(Stored items)
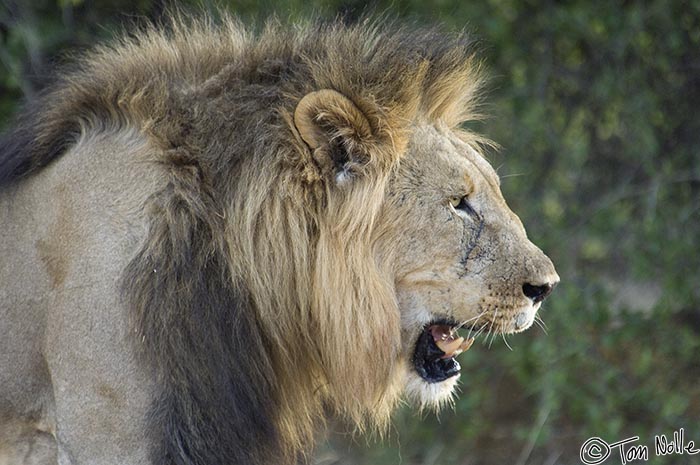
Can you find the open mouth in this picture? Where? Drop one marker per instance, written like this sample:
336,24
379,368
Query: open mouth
436,349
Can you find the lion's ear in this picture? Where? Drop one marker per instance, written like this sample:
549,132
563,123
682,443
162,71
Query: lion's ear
336,131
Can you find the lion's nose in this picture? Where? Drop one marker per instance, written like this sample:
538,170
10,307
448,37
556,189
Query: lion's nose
537,293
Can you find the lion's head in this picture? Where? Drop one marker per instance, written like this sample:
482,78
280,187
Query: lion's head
324,227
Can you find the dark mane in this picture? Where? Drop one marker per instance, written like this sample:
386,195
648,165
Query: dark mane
236,385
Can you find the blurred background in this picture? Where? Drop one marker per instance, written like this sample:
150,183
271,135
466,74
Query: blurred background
595,105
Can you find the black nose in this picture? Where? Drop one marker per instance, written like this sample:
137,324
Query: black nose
537,293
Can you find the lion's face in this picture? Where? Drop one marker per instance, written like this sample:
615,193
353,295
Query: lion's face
462,258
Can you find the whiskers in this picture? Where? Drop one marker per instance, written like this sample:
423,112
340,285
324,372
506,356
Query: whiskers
542,325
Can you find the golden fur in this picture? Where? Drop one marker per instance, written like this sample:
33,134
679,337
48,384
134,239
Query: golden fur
273,225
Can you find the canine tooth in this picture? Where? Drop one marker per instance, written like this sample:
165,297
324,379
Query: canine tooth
466,344
451,346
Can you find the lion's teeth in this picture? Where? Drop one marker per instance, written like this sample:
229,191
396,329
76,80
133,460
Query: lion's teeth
466,344
449,347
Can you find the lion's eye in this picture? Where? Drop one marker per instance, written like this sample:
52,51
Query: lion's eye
460,203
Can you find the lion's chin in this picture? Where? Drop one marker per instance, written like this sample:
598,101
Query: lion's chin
427,395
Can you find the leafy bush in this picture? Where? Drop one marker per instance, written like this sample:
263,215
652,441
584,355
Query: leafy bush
595,105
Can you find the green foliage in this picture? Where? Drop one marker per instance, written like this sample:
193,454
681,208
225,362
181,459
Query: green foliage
595,106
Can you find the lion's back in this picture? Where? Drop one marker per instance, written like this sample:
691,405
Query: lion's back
68,231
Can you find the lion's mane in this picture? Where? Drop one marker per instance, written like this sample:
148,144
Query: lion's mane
258,299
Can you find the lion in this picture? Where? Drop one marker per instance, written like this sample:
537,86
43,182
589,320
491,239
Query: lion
213,240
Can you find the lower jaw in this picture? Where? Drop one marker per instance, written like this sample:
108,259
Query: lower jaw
427,395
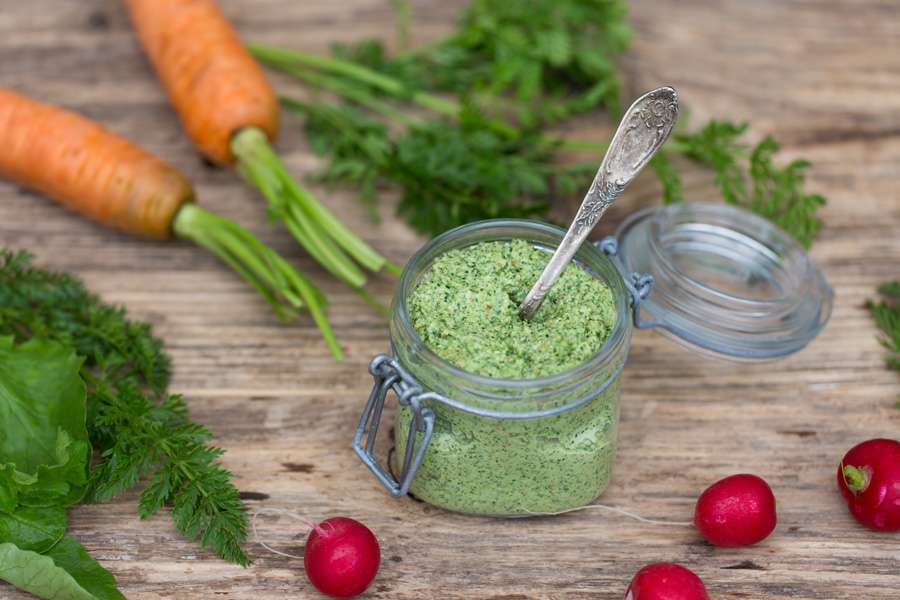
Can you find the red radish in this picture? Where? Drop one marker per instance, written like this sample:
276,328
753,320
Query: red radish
869,480
341,557
736,511
666,581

**PROBLEM STATEMENT:** Quote all the records verbatim, dropping any pictures from your copy.

**ANSWER BELOW:**
Can you find the open mouth in this picture? Where? Drop one marker per instance, written like this sample:
336,24
379,368
Query: open mouth
436,349
Can you find the lion's ear in this picture? Where? Drop one marker per instance, written like this sample:
549,132
563,123
682,443
162,71
Query: lion's ear
336,131
Can you find the lion's nose in this picture? Where? Drop one marker per instance, written like this sample:
538,170
10,307
448,37
556,189
Query: lion's nose
537,293
Can you find the lion's head in this picture? Where? Drop one marker per instance, written like this sample:
482,78
280,187
Query: lion's head
324,227
Can you find the dark mane in this picture? Where? Drop one marker per instance, written like this sample:
386,195
648,165
Query: dark mane
236,385
Can you find the blurred background in this picture? Where? Drop one marker per instance, written like this sample:
150,183
271,135
466,74
Query: blurred background
595,105
Can you find the black nose in this picture? Where? Drop one marker per instance, written like this sample:
137,324
Query: black nose
537,293
Can you find the lion's face in this picture? Where? Drop one marker per instance, written like this sample:
615,193
353,295
Query: lion's face
462,258
Can you find the whiskers in this picture? Where? Drop one marker per instance, written like this sample:
423,112
340,285
324,372
506,356
Query: whiskers
542,325
Can you find the golden fur in this picture? Where? Drop one marker per instance, written like this sample:
33,134
679,337
48,384
134,239
Query: golden fur
273,225
Can you find the canine tooth in this picture? Where? Drop one marker per instance, written like this sample:
165,297
324,379
Query: canine tooth
466,344
451,346
Can you find the lion's teeth in this picture? Where? Drop one marker per instance, written like this sample:
229,191
396,329
76,80
133,460
Query: lion's teeth
466,344
449,347
Can you find the lion's eye in this picture? Where? Drop one marker per instance, written like this sample:
52,51
Query: lion's eye
460,203
Can you find the lion's chin in this picture? Where? Drop one marker per instance, written like this sample:
598,101
Query: lion's chin
427,395
Can you find the leafy bush in this picture? Where? Drop one marker per instance, written like this sample:
263,215
652,441
584,355
Query: leafy bush
595,105
Can you find the green foliage in this picture? Where? Drop one marker per instance, written like this sample:
193,454
681,208
225,362
181,459
Query: green foliage
595,106
Can you find the lion's back in this picture? Where? Drop one marker per instance, written like this sample:
691,405
Query: lion's back
68,231
Can you find the lion's mane in this picture? Where? Drop one marker per instance, written like this sample:
148,144
Query: lion's mane
258,299
Can you find the lion in this picture? Where? Drop one marker per instance, written like this sample:
537,86
43,182
589,320
491,239
Query: lion
213,240
Can you find the lower jaw in this picture? Where? Drop one marker per instance, written like this sample:
108,259
Query: lower jaw
427,395
Can you find the red radish in this picture? Where? Drop one marker per instance, written like this sample:
276,328
753,320
Query: red radish
869,480
341,557
736,511
666,581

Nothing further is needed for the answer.